### [Text extract]
Ok 1.5 nice. Now with that siad I looked at your pics of your tank I have a couple of thing I would like to say to help you out.
Get ride of all 3/4 fitting on your pump you are restricting all that flow that you can use in your tank with np. Just drill the 2" hole in the sump that you have and PVC pipe right to the pump. Im a mod on Reeflounge and this is a post that I did for our members I think it will help you out.

There are a lot of people out there that have a hard time starting up there plumbing jobs on there tanks, and also do not understand head loss with there pump and how they can prevent it to get the most flow out of there pumps. I have been looking on the web to find out about how people have set up there plumbing and there is just not that much out there, so I decided to post what I did on my tank and give a little information. The planning of my tank was done to try and keep down as much head loss as possible and make it as net as possible. No matter what, you are going to have some head loss but you can do things to make it less.

I have a couple of things that you should think about before you start your plumbing job.

### [Extracted material]

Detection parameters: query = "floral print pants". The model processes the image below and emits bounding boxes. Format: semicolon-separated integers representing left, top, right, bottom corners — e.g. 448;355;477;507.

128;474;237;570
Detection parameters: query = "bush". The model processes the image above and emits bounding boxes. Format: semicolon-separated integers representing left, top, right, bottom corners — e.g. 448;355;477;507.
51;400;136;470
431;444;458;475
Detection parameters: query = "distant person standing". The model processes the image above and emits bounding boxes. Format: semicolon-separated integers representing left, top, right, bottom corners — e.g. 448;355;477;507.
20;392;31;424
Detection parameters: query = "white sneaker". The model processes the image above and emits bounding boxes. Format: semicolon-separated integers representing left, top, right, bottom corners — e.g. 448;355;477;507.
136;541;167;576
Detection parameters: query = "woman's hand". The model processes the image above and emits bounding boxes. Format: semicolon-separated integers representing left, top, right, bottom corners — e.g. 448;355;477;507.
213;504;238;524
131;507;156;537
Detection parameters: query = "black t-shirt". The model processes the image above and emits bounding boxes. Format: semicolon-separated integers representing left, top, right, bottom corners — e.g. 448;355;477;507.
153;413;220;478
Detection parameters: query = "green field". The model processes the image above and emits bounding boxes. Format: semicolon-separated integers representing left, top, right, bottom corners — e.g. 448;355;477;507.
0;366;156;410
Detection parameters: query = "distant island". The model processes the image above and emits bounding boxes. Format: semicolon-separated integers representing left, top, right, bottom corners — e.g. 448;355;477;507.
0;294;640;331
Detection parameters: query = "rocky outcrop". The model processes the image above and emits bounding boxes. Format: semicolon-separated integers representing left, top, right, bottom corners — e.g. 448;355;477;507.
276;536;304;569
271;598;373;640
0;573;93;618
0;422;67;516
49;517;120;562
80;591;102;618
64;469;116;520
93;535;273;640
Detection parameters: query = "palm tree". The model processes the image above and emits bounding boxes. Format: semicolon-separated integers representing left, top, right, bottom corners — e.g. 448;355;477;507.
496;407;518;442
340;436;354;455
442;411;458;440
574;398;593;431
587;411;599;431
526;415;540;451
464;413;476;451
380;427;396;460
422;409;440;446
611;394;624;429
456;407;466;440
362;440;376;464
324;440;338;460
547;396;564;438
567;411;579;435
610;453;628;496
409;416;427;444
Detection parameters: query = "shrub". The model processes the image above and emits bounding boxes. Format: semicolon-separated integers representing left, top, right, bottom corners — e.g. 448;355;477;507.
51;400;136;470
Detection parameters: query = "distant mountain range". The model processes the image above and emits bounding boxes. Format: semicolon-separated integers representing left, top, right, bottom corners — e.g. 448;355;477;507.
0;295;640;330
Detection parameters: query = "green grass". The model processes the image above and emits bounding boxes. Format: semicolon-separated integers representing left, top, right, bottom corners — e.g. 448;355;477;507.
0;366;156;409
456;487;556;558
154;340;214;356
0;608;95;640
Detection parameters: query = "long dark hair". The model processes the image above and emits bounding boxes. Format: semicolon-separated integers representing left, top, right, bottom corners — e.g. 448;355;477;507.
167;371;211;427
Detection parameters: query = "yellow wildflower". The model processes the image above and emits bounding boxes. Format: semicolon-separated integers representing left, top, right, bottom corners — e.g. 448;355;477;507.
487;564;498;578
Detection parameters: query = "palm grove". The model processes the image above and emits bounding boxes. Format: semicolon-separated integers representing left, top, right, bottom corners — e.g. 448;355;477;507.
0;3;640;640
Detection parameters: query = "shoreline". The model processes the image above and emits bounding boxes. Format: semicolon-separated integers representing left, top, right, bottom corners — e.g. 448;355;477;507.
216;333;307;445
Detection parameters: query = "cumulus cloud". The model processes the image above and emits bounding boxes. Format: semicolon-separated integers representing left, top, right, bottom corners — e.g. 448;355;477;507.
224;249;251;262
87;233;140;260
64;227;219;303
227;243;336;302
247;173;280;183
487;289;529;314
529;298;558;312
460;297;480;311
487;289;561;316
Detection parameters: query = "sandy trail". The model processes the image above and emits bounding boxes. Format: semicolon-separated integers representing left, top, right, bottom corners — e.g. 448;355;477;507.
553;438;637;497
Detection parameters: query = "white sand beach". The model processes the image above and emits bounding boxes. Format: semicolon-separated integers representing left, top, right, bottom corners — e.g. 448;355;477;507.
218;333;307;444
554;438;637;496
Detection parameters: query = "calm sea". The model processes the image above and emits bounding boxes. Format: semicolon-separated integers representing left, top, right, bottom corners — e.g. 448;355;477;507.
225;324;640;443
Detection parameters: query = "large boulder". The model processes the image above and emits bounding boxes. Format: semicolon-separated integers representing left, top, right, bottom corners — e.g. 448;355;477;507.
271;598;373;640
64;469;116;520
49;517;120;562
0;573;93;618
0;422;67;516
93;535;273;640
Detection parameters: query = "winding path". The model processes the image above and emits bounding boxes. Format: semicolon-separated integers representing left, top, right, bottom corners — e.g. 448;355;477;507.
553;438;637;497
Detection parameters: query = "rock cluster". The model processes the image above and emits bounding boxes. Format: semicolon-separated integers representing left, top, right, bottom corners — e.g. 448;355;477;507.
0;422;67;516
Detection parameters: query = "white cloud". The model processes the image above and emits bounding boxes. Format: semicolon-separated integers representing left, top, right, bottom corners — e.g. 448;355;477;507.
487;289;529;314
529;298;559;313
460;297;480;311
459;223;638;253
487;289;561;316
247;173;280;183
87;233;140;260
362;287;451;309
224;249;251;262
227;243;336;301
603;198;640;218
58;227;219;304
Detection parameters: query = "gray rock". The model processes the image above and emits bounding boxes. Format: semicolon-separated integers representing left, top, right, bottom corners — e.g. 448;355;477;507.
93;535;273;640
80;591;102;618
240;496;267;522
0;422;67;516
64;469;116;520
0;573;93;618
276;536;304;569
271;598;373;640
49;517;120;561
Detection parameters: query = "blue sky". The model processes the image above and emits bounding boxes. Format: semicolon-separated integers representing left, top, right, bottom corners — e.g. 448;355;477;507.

### [Work to complete]
**A)** In the aquarium plumbing post, what size hole does the writer suggest drilling in the sump?
**B)** Write a continuation of the aquarium plumbing post, starting right after its last sentence.

### [Written responses]
**A)** A 2-inch hole.

**B)**
1. Try and use as little 90d elbows as possible, if you can get away with using 45s then do so. 45d elbows will make water move smoothly through, also if you can avoid using Ts and using wye fitting instead that would also help.

2. Try and go up .25 in size of PVC. This will help the pump flow water faster with less restrictions.

3. True Union Ball Valves are good to use. They take up less space then using a valve and a union separate. Going up a size will help in head loss as well.

4. Flexible PVC Tubing is very good to use when ever you can. This stuff is very easy to bend and can eliminate almost any elbows that you mite need to use.. It also helps with vibration from your pump. The rubber on the tubing absorbs the vibration so your pump wont make extra noise. A lot of times its not the pump making the sound it is your plumbing.

5. Keep in mind that one day you mite have to take down your plumbing or clean it out for any build up that mite happen. So try and use Unions in areas that will make it easier for you to take your Plumbing apart so you don't have to break out your saw and start to cut it away. I learned the hard way. I know this cuts into your head loss so don't go crazy.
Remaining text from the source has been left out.